» PROBLEM STATEMENT: For this exercise, write out the full listing that follows exactly and skip its pictures.

** Opening EXCERPTED RECORDS block **

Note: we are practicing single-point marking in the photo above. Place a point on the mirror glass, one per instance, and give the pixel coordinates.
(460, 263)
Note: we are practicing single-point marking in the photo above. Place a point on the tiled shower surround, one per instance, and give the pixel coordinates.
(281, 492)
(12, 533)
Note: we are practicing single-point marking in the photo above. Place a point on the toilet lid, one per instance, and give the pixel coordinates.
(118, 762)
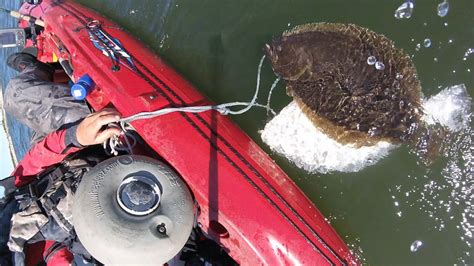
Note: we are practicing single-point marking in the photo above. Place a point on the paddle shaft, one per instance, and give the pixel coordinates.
(18, 15)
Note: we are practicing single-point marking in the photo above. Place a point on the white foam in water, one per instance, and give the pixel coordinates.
(293, 135)
(451, 108)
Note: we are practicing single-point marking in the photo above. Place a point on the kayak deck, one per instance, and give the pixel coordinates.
(246, 202)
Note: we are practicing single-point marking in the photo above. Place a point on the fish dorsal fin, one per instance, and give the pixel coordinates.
(386, 100)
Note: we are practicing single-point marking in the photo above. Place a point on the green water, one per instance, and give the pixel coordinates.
(217, 45)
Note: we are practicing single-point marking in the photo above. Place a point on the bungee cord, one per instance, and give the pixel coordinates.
(116, 145)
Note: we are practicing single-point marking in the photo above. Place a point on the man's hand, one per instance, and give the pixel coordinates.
(89, 132)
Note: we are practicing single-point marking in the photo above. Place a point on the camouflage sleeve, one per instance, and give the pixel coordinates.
(50, 151)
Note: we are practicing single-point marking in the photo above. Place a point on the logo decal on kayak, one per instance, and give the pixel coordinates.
(111, 47)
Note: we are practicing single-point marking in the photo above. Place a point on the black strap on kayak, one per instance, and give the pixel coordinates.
(8, 184)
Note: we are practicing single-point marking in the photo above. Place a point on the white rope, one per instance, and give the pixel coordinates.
(221, 108)
(116, 144)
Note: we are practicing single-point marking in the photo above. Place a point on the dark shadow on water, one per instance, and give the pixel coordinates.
(213, 174)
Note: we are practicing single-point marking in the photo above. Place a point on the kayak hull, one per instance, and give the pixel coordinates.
(246, 202)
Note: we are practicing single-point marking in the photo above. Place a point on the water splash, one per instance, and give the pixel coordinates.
(371, 60)
(379, 65)
(427, 43)
(468, 53)
(444, 194)
(405, 10)
(443, 8)
(417, 244)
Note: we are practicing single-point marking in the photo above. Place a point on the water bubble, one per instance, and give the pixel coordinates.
(416, 245)
(371, 60)
(443, 8)
(379, 65)
(427, 43)
(468, 52)
(405, 10)
(401, 104)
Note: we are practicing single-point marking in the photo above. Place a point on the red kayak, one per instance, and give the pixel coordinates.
(247, 203)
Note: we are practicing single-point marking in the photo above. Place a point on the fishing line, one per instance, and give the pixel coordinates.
(116, 145)
(224, 109)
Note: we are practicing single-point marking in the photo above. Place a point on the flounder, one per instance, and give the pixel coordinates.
(326, 71)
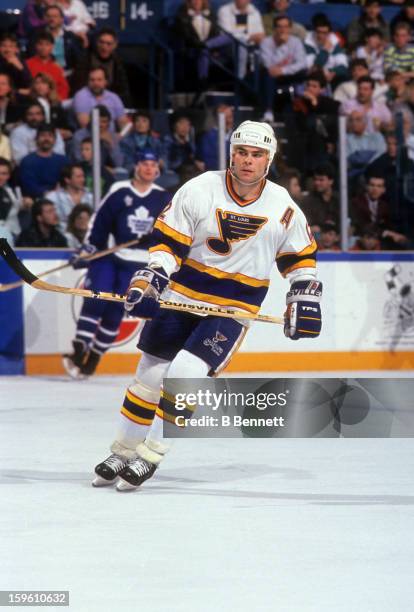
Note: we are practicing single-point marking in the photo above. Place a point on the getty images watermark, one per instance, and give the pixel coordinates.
(288, 407)
(228, 401)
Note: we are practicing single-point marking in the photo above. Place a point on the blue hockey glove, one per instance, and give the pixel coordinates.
(303, 314)
(143, 292)
(78, 260)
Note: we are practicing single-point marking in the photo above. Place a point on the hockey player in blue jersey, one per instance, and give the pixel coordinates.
(215, 245)
(128, 211)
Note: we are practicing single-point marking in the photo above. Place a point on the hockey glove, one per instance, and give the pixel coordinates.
(143, 292)
(303, 314)
(78, 260)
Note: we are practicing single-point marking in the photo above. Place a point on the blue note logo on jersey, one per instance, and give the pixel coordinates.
(213, 343)
(233, 227)
(140, 223)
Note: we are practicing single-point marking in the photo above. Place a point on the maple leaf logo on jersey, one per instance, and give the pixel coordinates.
(233, 227)
(140, 223)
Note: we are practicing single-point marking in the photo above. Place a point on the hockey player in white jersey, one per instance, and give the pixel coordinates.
(214, 244)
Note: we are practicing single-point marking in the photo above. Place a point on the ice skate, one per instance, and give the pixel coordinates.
(90, 364)
(73, 362)
(134, 474)
(108, 471)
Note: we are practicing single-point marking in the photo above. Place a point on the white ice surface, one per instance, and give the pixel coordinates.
(225, 525)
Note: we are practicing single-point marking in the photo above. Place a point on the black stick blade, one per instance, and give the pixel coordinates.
(14, 262)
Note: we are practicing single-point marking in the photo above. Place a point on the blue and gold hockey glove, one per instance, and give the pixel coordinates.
(303, 314)
(78, 260)
(143, 292)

** Closing EXCERPTED RECORDS block **

» TASK ANSWER:
Note: we are practicing single-point marking in the photo above. Place a point on the mirror glass, one per instance, and give the pixel coordinates.
(460, 263)
Note: we are practicing single-point marking in the photo above. Place a point on the tiled shower surround, one per instance, and give the pixel coordinates.
(281, 492)
(12, 533)
Note: we are practicing single-point marking in the photo above. Place a point on the toilet lid, one per instance, and give the pixel coordinates.
(118, 762)
Note: we are practicing single-point marking in the photo above. Place a point on the paddle shaft, one per instance, and give the pixel coordinates.
(18, 15)
Note: we are practicing single-point marking in the photo above. Place a point on the white foam in water, one per instance, and give the pixel coordinates.
(293, 135)
(451, 108)
Note: we are practicing single-point marking in the photo above. Place a point on the kayak deck, one per instance, and give the pixel coordinates.
(246, 202)
Note: we are practicing single-point marking in the photo above. Place a point on the fish dorsal fin, one per instance, and give the pixel coordinates.
(386, 100)
Note: we are practicing single-point marking in the photo above. Place a point on the green water, one per instance, and give the pixel coordinates.
(217, 45)
Note: we are practicing single-point marking in the photo above. Place a point on the bungee cord, one per instance, and give the pixel coordinates.
(116, 145)
Note: we are practicing single-point marking in the photo above. Place a point on the man's hand, one per instance, and give the pixel coordinates.
(89, 132)
Note: we are practicing single-point marking in the photo above. Place a point on the camouflage sleeve, one per instance, and give the pixel coordinates.
(50, 151)
Note: we are practicing single-point marking in the photo above. Place a point on the logo decal on kayak, one per instance, and give the pixel coordinates.
(111, 47)
Note: we are practicing single-point marking in the photo above. Place a point on the black strap on kayak, one per instance, and give the pixel coordinates.
(8, 184)
Note: we are practicing single-point marking in the photo above. Place a point on the white rope, one per instance, and give the pixel coordinates.
(221, 108)
(116, 144)
Note: we are practicing single-point marking in the photo above. Place a point on the dark shadow on water, one per instance, and give the pixel coordinates.
(213, 174)
Note: we are practicing single-point marking in the photo above. Place a point on the kayak hull, one per instance, and give the pixel coordinates.
(246, 202)
Note: we are practicing single-point marking in the photo above. Place a point on the water splash, one per instance, and give the pixel coordinates.
(371, 60)
(379, 65)
(427, 43)
(468, 53)
(444, 194)
(405, 10)
(443, 8)
(417, 244)
Note: we are practicing single-point marking in the photo above. Place a point on the water bubble, one per instance, and give the pixel coordinates.
(416, 245)
(371, 60)
(443, 8)
(379, 65)
(427, 43)
(468, 52)
(405, 10)
(401, 104)
Note: we are practicing single-point marking in the photo above. Place a point on the red kayak, one per instance, and give the pixel coordinates.
(247, 203)
Note: we are practicing single-point marking in the photo above. Place a point on the fishing line, one per instance, and give the pixel coordinates.
(116, 145)
(224, 109)
Note: we are practicing single-point marking in the photo above. Place a point on the flounder, one per instance, and give the pixel coordinates.
(326, 71)
Note: we are practicing single-point marking in the photo above. Place a point on the getty images watermark, one per instance, and give the pixel coordinates.
(288, 407)
(228, 401)
Note: we are practicing single-point marking in the photo above. Place a point on the blue hockey glove, one per instance, and give the pixel coordinates.
(303, 314)
(143, 292)
(78, 260)
Note: we are practicing single-point marking in the photo above. Place a point on the hockey player in blue jersey, one per instance, and give the pixel coordinates.
(215, 245)
(128, 211)
Note: we are practicing single-point marking in the photo above. Place a point on the hockey glove, one per instance, and give the pixel coordinates.
(143, 292)
(303, 314)
(78, 260)
Note: we are practicing single-point marking in the photo above. Place a point on the blue note logo on jersey, one per instance, and give the pixel coordinates.
(213, 343)
(233, 227)
(140, 223)
Note: we are practicing single-point marking in the photo above. Place a point on the maple leaf logo on jersey, one per instance, and give the pixel coordinates.
(233, 227)
(140, 223)
Note: we are practicing single-point marking in the photo above. Place a point on the hockey player in white jersey, one per instance, and give the pixel coordinates.
(214, 244)
Note: we are practicing single-point marking in the photo above. Place a point on the ice skate, one per instance, and give the pixel coordinates.
(90, 364)
(73, 362)
(134, 474)
(108, 471)
Note: we are practicing single-point marking in the photo above. Place a point on the white ice surface, one per instance, and give the pixel coordinates.
(225, 525)
Note: we are practicing single-point marking in the photo above. Place a point on the black stick blade, one per instance, and give the pixel coordinates.
(14, 262)
Note: we are practicing single-point marking in the photo above. Place a point on the blue and gold hockey glove, one per instance, and give the pixel coordinates.
(303, 314)
(78, 260)
(143, 292)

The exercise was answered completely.